- DESCRIPTION OF THE TASK
Among the entries below, take the line with "Spot the drain" and the line with "[[77, 46], [207, 10]]", and output them and every line between them exactly, with nothing else.

- DATA FOR ANALYSIS
^^^^^^^^
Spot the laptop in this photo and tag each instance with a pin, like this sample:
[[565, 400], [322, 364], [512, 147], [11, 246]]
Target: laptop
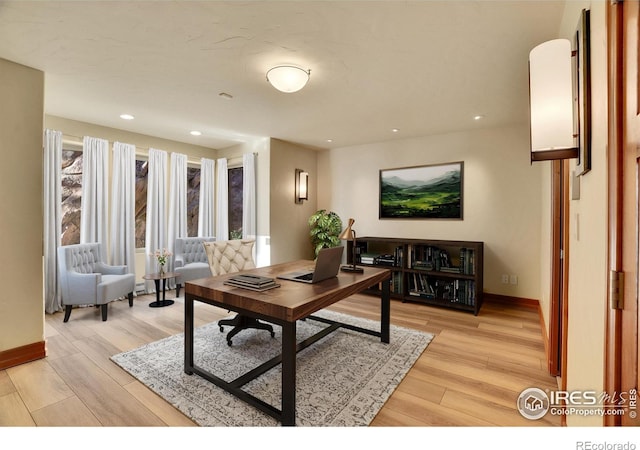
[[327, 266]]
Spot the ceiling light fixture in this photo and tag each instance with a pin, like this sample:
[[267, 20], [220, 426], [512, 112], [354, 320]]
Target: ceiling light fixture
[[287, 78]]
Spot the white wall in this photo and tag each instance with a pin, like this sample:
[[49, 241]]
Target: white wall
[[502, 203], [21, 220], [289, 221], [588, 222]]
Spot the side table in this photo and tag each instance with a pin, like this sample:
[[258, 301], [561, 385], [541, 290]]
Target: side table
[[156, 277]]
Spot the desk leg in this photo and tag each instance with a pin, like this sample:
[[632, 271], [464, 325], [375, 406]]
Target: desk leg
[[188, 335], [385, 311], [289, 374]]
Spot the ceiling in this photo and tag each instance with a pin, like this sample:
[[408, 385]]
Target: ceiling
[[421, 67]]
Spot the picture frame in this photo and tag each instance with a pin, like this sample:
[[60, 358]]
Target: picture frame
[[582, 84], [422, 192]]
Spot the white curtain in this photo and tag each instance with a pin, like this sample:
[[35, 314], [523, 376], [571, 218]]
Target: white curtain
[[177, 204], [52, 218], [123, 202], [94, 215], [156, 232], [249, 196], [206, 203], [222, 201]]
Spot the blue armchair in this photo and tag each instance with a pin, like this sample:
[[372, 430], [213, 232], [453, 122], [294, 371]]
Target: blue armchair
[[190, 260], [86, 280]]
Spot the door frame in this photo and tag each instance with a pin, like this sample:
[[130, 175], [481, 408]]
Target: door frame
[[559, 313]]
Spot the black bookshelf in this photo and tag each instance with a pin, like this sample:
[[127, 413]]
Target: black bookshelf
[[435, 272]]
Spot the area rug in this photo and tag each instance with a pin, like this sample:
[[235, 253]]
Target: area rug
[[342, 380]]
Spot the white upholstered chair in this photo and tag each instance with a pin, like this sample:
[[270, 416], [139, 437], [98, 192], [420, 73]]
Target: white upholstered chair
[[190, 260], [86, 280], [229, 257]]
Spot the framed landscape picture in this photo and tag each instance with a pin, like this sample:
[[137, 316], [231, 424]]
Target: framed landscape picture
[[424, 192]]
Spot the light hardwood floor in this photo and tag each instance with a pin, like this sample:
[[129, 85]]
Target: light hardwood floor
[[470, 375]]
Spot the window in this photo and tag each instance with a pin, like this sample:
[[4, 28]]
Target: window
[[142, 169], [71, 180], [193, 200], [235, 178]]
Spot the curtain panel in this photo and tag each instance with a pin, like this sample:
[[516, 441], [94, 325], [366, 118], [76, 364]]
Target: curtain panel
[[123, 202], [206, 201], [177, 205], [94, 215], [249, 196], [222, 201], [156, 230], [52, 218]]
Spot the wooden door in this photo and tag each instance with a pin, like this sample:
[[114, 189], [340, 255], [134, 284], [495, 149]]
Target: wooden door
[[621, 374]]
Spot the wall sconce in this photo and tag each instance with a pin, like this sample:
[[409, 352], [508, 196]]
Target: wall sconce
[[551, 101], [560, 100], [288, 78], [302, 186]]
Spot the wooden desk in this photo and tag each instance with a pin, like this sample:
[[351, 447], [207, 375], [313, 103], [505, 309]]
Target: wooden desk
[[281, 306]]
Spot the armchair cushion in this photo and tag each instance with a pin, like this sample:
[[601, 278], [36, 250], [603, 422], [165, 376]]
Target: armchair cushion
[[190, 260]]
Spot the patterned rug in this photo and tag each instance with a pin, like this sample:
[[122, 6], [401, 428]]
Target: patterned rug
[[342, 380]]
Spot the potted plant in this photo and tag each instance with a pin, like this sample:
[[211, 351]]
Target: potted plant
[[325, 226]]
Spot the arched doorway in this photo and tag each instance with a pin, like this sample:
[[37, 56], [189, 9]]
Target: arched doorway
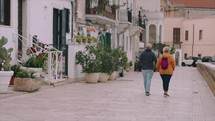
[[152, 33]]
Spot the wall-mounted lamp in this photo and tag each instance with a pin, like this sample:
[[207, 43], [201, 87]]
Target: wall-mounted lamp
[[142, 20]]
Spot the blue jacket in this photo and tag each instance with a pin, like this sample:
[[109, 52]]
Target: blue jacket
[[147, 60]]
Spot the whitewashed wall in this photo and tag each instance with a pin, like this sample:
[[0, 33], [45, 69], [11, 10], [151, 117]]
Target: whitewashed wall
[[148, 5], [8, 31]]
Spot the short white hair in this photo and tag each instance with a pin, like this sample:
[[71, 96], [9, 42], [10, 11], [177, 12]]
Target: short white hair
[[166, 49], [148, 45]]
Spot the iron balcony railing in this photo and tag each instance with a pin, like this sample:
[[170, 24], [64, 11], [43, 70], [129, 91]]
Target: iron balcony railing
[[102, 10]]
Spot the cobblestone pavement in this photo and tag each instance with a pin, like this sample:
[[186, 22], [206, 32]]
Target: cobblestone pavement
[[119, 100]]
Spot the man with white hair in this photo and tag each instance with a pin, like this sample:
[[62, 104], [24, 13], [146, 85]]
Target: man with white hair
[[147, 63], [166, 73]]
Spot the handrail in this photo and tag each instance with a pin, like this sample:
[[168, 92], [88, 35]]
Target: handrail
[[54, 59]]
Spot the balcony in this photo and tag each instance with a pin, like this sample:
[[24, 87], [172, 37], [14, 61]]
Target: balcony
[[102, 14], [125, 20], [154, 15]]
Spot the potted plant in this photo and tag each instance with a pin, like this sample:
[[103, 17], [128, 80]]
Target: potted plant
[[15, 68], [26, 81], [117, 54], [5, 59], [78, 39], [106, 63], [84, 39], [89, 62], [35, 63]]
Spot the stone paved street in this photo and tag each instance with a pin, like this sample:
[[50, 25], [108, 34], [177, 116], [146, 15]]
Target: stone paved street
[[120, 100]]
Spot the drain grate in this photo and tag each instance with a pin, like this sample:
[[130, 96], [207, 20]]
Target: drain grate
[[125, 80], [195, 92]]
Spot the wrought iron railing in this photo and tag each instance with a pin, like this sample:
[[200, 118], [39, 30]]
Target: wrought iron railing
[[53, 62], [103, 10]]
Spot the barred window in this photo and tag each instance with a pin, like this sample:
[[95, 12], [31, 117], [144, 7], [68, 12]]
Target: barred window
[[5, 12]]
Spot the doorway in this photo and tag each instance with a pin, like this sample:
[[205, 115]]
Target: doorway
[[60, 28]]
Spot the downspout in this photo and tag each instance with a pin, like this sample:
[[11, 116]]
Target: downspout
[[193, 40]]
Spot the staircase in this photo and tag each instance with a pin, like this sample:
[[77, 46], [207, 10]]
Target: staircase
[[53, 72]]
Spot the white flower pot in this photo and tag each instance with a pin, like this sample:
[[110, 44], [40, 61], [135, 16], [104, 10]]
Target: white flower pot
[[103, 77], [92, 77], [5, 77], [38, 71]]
^^^^^^^^
- EXERCISE OUTPUT
Spot the drain grate in this photo and tag each instance with a pin, like this sample:
[[130, 96], [207, 20]]
Target: drain grate
[[125, 80], [195, 92]]
Spot the wrought iron railing in this photo and tag each instance with a pin, like this sample:
[[200, 118], [39, 30]]
Target: wrought iron railing
[[53, 62], [103, 10]]
Spot the barred window in this photo and tag each instance with a pin, like this sample:
[[95, 12], [31, 117], [144, 7], [68, 12]]
Target: barred window
[[5, 12]]
Spot the doorway in this photo and tag each instance with a pin, like this sample:
[[205, 115]]
Target: doorway
[[60, 28]]
Spot the downspout in this photo and tag each instance with a pin, like this sample:
[[11, 116]]
Target: downspout
[[193, 40]]
Spot the staircase in this photo and tag each instance with a pin, like this sample:
[[77, 46], [207, 10]]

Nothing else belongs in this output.